## DOCUMENT SEGMENT:

-- Begin --

And how did you decide to focus your company?


I wanted to be my own developer, but I realized it was a lot harder in raising money than just doing projects. I had to not only do the planning and engineering, and design of the projects, the marketing of the projects, but I actually had to raise the money. And the capital was what was my obstacle in being my own developer. So I decided that I would have an advisory services company in leveraging my expertise. And that was a very profitable business. And then moved onto doing the projects. And I realized it was such a successful advisory services and doing brokerage, I wasn’t spending any time looking for my own projects. So I had to make sure I had a five-year goal to guide me again to say, okay, five years, I’m going to have my own projects. Right now, the mix was eighty/twenty; twenty percent of my projects, eighty percent other projects, other people’s projects. And I’m going to change that ratio in five years. And in five years, I was able to do that. I had my own development projects. And so I said, Okay, well, that’s good. Now what, for the next five years? And so I put some monetary goals. Like, if I could only make a million a year. If I could only do ten million, if I could only raise twenty million dollars. So those were kind of the goals that I put into place for five-year goals. And we finished our five-year goals. It’s been eleven years, and so we’re now looking at what we’re going to do. We, because our company has grown beyond just myself, and we are looking at our next five years.


Now, it’s very hard to do a five-year goal when a recession comes along, and just knocks the bottom out of budget.




Do you add two years there, three years?


Of course. I mean, the goals are just that; they’re goals. They’re not set in stone, and you don’t get depressed over it. You just adjust to the changing times. But there’s a guiding principle that carries you from one end to the other. As long as you have a goal in mind, I think it makes it easier for one to make a decision. ‘Cause isn’t it what it is; it’s always a series of decisions, how do you decide.


Do you have trouble deciding the decisions?


Never. I sleep well at nights. [CHUCKLE] Of course.

-- End --

[Position annotation records]
-- Begin --

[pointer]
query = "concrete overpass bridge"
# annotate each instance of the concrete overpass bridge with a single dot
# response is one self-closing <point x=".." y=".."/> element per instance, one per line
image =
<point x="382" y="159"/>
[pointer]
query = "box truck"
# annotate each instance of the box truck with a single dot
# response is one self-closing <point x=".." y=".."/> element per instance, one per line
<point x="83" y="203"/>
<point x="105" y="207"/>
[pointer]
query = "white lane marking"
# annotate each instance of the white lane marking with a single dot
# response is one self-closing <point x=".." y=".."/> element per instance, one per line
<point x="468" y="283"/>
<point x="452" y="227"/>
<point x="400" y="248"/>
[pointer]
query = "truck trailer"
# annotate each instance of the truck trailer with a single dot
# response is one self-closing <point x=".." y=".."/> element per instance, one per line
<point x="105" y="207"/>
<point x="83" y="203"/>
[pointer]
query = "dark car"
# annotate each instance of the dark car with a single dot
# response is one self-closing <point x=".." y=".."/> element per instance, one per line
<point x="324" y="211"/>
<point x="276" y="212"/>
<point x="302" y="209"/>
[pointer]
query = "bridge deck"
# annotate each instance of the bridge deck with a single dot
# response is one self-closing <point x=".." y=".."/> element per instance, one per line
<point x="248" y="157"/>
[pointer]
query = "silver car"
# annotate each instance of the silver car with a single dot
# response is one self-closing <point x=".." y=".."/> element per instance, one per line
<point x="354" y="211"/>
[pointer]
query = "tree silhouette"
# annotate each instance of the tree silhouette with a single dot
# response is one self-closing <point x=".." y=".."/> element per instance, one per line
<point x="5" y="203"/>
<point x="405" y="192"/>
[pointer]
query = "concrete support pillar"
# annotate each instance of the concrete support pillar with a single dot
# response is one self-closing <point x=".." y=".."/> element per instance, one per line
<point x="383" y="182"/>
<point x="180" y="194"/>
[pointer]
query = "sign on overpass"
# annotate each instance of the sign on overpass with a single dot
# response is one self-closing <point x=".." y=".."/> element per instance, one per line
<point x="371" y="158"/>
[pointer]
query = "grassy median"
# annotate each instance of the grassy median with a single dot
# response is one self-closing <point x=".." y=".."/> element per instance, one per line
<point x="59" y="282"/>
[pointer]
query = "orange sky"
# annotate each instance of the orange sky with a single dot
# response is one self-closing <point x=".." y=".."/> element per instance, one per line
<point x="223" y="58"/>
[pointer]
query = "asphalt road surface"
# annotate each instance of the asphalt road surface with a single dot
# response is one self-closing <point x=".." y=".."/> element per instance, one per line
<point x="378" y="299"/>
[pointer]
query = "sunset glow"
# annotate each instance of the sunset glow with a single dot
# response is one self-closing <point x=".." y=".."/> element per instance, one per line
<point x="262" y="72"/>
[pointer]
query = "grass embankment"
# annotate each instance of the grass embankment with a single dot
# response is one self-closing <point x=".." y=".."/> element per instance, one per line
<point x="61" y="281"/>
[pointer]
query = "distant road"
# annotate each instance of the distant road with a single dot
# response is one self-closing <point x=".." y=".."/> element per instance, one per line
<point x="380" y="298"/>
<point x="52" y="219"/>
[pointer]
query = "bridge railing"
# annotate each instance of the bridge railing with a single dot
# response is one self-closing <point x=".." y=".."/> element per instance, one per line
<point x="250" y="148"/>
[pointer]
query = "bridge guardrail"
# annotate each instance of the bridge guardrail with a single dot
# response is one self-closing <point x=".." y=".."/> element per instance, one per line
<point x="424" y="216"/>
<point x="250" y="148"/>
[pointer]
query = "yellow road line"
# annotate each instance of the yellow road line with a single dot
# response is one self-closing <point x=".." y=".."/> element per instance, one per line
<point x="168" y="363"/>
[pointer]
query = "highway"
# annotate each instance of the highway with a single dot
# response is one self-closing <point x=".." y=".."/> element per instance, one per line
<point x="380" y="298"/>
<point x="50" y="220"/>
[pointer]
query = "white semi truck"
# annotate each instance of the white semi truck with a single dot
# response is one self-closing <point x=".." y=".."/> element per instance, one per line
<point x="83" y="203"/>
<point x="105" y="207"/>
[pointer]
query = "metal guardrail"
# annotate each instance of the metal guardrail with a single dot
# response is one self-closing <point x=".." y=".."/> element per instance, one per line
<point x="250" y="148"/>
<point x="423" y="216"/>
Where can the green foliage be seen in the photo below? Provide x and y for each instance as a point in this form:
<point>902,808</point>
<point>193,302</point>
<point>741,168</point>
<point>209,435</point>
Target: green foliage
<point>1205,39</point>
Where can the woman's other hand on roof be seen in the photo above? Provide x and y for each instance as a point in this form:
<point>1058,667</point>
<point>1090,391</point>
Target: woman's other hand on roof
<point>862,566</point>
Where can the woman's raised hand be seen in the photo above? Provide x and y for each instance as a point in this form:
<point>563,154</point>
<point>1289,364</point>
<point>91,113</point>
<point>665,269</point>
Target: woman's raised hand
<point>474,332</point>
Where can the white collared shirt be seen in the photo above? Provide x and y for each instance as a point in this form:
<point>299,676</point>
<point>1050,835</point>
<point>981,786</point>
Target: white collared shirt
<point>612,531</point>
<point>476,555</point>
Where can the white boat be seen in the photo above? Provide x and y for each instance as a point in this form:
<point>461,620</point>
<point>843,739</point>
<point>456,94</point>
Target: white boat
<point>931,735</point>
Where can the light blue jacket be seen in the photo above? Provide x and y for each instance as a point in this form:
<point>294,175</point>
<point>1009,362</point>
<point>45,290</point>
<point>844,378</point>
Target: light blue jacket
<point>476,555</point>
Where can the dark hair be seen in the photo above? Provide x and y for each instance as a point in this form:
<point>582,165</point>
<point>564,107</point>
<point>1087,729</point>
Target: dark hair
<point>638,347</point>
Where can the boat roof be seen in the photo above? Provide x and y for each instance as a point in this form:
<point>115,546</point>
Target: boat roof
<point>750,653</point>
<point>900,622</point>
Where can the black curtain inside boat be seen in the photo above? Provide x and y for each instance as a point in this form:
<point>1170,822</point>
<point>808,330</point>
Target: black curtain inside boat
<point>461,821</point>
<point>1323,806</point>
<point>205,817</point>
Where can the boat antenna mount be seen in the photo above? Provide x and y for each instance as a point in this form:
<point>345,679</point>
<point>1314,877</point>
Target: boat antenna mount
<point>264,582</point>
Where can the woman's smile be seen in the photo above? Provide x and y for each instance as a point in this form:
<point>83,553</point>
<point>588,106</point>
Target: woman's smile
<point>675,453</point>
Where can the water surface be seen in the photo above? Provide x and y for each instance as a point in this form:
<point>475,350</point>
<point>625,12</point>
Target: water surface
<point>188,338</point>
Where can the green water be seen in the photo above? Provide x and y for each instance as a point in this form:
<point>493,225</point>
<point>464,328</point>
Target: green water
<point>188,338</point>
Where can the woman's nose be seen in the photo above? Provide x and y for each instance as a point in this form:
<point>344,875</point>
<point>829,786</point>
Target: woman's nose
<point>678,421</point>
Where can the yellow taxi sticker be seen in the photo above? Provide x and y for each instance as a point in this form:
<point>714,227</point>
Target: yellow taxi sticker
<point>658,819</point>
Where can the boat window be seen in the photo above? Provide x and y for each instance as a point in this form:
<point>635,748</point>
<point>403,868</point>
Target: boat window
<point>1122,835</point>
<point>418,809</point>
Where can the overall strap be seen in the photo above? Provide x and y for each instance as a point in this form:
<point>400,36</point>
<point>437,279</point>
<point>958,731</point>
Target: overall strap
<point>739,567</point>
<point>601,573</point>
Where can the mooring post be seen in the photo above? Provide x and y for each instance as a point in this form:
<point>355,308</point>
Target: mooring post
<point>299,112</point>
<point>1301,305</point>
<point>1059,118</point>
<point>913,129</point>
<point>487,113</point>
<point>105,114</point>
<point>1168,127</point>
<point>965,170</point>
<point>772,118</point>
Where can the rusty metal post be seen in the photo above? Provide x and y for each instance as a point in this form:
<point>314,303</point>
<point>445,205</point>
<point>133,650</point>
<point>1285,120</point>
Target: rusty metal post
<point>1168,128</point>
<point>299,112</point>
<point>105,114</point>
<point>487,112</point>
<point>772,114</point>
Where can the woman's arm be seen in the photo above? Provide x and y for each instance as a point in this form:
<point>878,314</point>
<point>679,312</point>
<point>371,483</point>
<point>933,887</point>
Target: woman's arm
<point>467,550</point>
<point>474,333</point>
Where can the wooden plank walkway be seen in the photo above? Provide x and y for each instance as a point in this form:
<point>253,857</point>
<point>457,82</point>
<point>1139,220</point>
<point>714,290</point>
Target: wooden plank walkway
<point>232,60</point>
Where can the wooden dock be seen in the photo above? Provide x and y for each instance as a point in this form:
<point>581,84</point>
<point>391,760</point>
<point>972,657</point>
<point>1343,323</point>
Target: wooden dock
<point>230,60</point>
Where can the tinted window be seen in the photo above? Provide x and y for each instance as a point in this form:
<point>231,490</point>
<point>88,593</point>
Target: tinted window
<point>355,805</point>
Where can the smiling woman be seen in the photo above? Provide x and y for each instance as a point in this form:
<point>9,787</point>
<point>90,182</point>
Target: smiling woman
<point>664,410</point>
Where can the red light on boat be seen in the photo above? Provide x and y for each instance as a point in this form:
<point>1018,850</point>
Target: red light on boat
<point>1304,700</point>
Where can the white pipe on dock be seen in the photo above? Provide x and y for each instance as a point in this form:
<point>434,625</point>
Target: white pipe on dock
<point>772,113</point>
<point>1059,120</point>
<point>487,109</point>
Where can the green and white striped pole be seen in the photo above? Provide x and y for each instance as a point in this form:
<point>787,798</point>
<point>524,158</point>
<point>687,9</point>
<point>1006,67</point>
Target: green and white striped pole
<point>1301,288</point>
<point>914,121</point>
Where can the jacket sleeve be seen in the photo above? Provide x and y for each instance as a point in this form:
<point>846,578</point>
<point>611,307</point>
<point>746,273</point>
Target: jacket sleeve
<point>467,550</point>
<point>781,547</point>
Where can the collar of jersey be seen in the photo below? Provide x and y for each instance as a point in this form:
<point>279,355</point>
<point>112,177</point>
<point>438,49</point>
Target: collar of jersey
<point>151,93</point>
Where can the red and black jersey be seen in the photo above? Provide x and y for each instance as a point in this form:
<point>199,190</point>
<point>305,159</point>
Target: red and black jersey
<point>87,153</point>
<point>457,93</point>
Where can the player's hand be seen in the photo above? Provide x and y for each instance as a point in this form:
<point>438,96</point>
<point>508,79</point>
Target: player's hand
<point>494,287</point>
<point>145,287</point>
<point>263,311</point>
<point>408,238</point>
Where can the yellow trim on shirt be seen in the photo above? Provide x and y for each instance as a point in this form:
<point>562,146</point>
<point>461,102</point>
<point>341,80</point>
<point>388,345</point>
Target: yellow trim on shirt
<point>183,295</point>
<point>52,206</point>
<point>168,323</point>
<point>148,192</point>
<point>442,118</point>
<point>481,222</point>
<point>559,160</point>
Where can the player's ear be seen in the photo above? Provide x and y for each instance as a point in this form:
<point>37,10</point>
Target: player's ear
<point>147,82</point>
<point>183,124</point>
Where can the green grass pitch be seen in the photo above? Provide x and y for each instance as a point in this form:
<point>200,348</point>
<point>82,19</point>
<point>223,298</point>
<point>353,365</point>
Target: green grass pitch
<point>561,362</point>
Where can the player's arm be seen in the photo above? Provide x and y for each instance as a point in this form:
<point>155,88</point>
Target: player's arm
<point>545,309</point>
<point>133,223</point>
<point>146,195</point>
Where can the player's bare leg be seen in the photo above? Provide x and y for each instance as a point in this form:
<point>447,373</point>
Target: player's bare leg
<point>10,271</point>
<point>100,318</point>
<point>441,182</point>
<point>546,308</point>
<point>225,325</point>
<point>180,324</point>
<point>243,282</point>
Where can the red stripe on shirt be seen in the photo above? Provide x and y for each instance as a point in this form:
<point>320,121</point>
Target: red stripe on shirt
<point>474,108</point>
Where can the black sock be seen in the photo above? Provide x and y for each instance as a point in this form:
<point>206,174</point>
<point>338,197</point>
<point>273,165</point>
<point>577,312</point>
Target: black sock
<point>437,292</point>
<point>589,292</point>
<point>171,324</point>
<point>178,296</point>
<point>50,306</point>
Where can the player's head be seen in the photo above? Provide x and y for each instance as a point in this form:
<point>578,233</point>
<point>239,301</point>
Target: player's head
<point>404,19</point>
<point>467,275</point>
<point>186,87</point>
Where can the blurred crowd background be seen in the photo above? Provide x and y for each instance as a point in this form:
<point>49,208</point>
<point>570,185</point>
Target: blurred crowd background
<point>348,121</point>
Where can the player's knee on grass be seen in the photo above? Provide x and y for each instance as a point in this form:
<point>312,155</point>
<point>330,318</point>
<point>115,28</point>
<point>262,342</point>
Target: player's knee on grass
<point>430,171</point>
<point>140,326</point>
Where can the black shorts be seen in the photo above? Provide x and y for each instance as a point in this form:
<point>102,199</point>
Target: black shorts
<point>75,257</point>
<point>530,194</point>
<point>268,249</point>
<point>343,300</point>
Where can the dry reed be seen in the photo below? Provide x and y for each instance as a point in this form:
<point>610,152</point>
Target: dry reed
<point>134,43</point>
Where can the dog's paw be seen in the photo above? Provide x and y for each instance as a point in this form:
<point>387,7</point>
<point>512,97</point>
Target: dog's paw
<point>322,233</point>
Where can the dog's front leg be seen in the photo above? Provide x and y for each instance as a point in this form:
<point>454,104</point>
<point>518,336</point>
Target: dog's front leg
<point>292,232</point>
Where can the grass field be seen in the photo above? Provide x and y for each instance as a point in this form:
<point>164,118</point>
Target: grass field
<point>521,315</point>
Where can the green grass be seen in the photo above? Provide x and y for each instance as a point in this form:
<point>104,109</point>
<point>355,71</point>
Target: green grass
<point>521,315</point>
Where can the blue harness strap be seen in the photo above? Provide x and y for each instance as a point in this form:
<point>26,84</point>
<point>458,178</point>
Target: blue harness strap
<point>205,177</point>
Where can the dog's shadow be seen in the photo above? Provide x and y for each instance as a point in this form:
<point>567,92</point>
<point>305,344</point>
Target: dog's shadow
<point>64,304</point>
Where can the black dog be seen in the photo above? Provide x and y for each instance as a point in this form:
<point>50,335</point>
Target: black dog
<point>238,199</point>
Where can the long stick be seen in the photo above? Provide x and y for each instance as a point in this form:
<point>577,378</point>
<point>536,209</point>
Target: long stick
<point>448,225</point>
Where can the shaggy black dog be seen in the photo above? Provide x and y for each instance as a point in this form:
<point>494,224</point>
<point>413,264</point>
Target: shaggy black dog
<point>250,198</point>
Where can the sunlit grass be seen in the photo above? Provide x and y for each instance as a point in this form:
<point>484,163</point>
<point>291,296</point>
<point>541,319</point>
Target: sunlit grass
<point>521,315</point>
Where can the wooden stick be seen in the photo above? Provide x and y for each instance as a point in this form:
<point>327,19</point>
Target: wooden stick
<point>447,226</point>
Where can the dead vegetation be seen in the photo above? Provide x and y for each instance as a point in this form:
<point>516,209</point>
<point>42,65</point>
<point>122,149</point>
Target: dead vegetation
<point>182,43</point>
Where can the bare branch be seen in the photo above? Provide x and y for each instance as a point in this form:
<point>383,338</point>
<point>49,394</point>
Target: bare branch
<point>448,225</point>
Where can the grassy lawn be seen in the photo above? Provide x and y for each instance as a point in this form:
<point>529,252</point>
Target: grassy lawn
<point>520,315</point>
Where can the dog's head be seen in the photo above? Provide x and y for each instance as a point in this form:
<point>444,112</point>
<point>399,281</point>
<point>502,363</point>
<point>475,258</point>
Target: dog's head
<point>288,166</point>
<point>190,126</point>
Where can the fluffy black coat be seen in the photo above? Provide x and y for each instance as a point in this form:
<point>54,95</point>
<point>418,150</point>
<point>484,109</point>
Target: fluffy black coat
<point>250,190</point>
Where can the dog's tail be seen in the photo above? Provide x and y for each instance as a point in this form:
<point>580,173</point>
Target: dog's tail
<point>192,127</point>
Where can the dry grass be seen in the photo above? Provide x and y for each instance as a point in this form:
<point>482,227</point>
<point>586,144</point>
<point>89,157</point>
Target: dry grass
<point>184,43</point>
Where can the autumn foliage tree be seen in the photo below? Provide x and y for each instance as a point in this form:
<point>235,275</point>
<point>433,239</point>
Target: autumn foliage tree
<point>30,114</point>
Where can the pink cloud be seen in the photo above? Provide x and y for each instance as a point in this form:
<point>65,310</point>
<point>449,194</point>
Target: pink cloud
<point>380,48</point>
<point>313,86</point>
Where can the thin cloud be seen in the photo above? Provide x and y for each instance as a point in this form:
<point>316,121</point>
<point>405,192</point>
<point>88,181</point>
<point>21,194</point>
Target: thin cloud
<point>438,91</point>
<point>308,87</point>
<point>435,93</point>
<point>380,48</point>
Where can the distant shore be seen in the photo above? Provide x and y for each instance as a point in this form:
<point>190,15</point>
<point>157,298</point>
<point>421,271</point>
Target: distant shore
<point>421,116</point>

-- End --

## EXERCISE INSTRUCTIONS:
A) In the interview, what mix of projects did the speaker have before changing the ratio over five years?
B) Rewrite the interview from "Now, it’s very" up to and including "there, three years?", swapping "recession" for "downturn".
The records stand apart from the interview.

## THE REPLIES:
A) Twenty percent the speaker's own projects and eighty percent other people's projects.

B)
Now, it’s very hard to do a five-year goal when a downturn comes along, and just knocks the bottom out of budget.




Do you add two years there, three years?